Take the entries below and print only the lines from the one with "TARGET: greenish background" through the one with "TARGET: white staircase railing", exactly as they stand, both ends included.
★ ★ ★ ★ ★
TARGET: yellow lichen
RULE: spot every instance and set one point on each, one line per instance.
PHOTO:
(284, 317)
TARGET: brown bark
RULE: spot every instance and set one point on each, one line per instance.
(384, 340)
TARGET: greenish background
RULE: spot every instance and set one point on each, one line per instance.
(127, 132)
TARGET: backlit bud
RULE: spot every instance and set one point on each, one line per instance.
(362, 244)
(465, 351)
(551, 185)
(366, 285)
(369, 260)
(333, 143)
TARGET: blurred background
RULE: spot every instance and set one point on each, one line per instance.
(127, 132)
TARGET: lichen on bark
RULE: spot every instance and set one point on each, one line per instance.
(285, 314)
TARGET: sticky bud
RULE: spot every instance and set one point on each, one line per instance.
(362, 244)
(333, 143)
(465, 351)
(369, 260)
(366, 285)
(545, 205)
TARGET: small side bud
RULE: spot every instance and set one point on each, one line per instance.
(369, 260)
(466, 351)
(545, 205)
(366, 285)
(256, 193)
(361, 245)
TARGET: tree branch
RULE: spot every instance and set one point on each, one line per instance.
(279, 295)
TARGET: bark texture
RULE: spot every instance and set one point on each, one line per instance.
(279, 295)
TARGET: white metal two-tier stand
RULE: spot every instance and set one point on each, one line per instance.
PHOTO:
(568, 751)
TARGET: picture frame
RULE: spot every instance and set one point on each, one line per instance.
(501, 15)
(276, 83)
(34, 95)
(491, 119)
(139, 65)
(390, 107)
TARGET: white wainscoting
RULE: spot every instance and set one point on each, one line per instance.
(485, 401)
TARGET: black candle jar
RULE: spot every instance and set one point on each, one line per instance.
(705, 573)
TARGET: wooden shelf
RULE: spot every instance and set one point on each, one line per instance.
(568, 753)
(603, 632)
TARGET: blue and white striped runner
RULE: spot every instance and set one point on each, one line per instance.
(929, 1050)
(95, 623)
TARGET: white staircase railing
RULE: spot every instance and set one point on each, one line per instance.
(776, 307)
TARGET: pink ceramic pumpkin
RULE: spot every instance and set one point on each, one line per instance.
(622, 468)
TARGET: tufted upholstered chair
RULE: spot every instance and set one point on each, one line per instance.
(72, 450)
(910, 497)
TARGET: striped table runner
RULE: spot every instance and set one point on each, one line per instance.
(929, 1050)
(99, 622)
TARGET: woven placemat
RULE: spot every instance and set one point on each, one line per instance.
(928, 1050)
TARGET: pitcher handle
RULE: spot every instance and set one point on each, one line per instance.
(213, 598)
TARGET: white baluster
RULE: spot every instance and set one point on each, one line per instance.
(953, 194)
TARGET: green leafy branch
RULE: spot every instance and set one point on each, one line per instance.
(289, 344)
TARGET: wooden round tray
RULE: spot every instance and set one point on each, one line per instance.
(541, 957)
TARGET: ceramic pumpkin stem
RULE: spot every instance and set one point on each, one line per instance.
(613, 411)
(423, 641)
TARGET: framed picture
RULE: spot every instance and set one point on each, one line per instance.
★ ★ ★ ★ ★
** Answer box **
TARGET: greenish background
RULE: spot every instance and set one point on each, one line per instance.
(127, 132)
TARGET: backlit bud
RULE: spot every instance and set one point on each, one line per instance.
(362, 244)
(465, 351)
(551, 185)
(366, 285)
(369, 260)
(333, 143)
TARGET: blurred background
RULE: spot every instance and set one point on each, one line per instance.
(127, 132)
TARGET: lichen on bark
RULE: spot every instance and set one point on each, one line per instance.
(285, 314)
TARGET: sticky bud
RULE: spot every instance and set one point on each, one line per instance.
(362, 244)
(333, 143)
(465, 351)
(369, 260)
(366, 285)
(545, 205)
TARGET: small side bud
RULE: spot every instance and set one point on each, one line per instance.
(369, 260)
(466, 351)
(545, 205)
(366, 285)
(256, 193)
(361, 245)
TARGET: tree branch
RULE: spot every instance and set one point on each, one line per instance.
(279, 295)
TARGET: bark texture
RULE: spot every instance and set one point on each, one line per instance.
(279, 295)
TARGET: white metal two-tier stand
RULE: spot every instance and set one point on each, one line per instance.
PHOTO:
(568, 751)
TARGET: picture frame
RULE: spot every instance and set one point on each, one line per instance.
(501, 15)
(276, 83)
(34, 95)
(491, 119)
(139, 65)
(390, 107)
TARGET: white wainscoting
RULE: spot every instance and set one point on each, one line per instance.
(485, 401)
TARGET: black candle jar
RULE: spot every instance and set one point on each, one line per instance.
(705, 573)
TARGET: wooden shelf
RULE: spot every instance and set one point on each, one line per instance.
(568, 753)
(603, 632)
TARGET: blue and white striped runner
RULE: spot every instance and set one point on each, one line per instance.
(929, 1050)
(95, 623)
TARGET: white staircase railing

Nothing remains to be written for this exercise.